* Given exercise
Please list each line of the data below that contains the word "cloud", copying every such line in full and treating uppercase and lowercase as different.

Items from a data source
________________________________________
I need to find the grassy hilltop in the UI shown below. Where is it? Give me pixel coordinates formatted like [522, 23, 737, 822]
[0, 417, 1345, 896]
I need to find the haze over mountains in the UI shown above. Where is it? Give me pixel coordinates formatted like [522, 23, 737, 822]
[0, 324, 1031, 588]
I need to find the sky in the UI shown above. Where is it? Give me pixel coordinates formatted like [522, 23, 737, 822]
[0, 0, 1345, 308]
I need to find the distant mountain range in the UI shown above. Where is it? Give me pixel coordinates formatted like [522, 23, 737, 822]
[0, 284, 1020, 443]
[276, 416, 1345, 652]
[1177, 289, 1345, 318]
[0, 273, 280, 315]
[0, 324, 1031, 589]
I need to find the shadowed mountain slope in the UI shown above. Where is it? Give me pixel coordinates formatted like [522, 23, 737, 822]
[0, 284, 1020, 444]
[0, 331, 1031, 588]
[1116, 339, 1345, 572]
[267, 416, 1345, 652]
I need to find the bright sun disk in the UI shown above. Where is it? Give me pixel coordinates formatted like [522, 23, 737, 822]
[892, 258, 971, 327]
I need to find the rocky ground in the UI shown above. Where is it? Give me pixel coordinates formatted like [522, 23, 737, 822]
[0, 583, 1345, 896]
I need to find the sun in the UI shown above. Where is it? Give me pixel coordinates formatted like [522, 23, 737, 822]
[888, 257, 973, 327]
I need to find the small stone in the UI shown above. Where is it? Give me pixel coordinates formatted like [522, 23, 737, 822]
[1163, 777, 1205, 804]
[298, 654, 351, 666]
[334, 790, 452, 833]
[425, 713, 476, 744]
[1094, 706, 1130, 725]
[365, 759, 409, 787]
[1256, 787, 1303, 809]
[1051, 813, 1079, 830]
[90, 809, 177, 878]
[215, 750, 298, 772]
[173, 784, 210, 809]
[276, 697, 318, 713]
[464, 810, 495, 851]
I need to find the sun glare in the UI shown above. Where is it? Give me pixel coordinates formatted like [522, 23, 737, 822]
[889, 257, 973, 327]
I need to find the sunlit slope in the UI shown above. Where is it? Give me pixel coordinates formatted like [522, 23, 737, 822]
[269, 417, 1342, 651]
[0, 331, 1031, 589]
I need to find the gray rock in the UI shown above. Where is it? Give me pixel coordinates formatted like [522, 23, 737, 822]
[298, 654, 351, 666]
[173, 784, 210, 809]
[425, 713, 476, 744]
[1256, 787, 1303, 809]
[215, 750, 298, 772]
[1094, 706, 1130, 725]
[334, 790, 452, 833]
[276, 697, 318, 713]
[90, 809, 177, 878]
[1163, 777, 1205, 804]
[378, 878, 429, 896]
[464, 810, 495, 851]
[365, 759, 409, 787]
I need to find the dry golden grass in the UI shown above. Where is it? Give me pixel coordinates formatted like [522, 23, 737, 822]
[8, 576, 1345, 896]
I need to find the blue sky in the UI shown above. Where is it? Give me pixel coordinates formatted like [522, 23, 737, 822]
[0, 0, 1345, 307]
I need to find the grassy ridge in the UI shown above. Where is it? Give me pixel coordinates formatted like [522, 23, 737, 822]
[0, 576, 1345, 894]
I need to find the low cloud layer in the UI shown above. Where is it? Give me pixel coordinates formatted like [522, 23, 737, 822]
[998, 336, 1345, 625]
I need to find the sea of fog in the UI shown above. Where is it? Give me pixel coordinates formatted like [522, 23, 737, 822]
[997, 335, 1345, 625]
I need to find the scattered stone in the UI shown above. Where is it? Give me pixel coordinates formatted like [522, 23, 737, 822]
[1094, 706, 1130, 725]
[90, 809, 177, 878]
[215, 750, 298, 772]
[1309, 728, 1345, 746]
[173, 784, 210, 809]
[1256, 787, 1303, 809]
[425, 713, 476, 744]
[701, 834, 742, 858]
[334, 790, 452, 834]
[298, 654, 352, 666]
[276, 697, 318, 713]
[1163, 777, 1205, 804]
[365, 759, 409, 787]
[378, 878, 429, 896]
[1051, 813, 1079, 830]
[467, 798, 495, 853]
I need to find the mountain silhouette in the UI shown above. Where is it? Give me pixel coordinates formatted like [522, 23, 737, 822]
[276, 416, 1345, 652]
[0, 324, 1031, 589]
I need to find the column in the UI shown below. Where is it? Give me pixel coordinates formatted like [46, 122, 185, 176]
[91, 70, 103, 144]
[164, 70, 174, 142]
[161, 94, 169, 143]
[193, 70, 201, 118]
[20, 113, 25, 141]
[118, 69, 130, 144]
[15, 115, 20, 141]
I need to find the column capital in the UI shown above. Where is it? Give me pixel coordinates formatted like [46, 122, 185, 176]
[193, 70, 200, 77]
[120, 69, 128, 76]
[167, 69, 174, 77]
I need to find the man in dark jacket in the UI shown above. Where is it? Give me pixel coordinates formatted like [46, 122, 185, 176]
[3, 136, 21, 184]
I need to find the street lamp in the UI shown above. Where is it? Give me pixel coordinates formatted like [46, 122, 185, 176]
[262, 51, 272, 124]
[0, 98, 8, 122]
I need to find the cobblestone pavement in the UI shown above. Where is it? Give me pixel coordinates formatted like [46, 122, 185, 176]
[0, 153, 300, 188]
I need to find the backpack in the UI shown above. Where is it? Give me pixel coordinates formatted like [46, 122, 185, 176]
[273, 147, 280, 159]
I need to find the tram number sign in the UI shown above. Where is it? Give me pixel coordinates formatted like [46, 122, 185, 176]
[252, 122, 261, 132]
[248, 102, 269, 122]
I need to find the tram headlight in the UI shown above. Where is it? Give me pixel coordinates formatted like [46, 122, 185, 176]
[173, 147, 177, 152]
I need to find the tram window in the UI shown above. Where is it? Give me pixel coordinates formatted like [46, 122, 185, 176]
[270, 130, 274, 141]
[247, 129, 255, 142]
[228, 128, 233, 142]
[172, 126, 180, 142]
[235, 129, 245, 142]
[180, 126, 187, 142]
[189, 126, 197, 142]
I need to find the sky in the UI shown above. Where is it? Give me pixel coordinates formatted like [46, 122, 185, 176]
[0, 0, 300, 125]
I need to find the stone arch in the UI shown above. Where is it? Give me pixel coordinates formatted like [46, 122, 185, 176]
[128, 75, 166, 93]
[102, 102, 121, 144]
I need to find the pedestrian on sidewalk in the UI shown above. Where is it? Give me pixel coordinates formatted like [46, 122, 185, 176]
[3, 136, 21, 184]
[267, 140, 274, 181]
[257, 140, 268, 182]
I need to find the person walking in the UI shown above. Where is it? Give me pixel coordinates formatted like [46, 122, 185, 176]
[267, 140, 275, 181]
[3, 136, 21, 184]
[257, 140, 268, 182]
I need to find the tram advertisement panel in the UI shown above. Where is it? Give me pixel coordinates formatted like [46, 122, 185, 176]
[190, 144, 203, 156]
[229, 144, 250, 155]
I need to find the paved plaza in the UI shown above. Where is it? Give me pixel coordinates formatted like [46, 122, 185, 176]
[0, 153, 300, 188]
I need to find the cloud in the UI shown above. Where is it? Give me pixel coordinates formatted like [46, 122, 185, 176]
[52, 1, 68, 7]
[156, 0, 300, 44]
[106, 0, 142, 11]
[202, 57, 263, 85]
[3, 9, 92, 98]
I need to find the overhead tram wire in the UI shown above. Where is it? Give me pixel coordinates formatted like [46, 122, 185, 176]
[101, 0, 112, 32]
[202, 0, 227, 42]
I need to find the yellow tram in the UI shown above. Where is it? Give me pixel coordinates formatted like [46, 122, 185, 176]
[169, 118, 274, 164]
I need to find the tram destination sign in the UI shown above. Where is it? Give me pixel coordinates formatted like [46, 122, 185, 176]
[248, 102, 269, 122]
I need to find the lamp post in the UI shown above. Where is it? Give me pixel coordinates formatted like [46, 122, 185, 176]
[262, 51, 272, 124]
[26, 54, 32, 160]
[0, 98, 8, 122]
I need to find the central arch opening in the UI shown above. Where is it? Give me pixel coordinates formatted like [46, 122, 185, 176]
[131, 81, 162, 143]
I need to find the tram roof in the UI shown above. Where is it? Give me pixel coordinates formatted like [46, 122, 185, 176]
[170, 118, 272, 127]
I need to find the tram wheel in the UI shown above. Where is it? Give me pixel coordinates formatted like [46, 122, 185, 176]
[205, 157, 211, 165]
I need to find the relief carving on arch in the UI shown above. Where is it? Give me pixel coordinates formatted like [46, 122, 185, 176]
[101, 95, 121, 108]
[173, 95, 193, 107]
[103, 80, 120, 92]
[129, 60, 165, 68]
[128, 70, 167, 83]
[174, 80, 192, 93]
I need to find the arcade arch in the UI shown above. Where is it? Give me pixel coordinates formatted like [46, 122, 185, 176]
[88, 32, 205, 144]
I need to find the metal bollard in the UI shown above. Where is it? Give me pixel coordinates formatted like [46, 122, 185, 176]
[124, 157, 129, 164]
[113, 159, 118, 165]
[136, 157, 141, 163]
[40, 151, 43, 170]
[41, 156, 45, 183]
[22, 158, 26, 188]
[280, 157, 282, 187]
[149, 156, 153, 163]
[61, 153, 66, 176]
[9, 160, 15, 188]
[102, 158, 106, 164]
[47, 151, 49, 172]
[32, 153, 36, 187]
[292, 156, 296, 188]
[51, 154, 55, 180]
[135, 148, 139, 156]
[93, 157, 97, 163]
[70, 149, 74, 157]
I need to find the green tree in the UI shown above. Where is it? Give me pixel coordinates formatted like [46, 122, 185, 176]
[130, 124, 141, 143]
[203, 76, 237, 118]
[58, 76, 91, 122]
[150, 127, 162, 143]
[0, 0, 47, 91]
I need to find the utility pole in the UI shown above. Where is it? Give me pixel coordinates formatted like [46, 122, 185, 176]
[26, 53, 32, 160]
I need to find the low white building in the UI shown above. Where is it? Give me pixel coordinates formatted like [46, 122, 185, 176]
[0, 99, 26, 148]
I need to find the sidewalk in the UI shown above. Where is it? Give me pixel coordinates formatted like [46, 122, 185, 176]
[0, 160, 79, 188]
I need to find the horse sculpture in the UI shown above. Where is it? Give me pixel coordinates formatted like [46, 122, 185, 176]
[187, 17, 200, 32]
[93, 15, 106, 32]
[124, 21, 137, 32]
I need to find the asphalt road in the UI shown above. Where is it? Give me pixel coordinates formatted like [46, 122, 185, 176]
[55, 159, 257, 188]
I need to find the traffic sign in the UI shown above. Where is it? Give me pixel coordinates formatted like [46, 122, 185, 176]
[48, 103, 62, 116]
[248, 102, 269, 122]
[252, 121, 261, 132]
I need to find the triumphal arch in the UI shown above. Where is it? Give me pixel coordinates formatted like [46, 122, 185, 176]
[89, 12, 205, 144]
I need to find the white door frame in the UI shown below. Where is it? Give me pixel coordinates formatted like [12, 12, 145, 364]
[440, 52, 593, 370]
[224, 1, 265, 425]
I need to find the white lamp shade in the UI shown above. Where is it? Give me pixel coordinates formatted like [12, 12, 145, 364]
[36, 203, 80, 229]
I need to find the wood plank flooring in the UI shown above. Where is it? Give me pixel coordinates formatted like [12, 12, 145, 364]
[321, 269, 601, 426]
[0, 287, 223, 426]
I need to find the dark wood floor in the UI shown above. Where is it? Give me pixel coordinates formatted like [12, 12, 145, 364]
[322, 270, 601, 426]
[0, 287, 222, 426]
________________________________________
* Response for this exercise
I need to find the low cloud layer in the UI shown above. Where is it? Give me pixel coordinates formatted like [522, 23, 737, 822]
I need to find the cloud in the UI shown above. Where is it? Give me pixel coordinates formatted like [46, 122, 185, 176]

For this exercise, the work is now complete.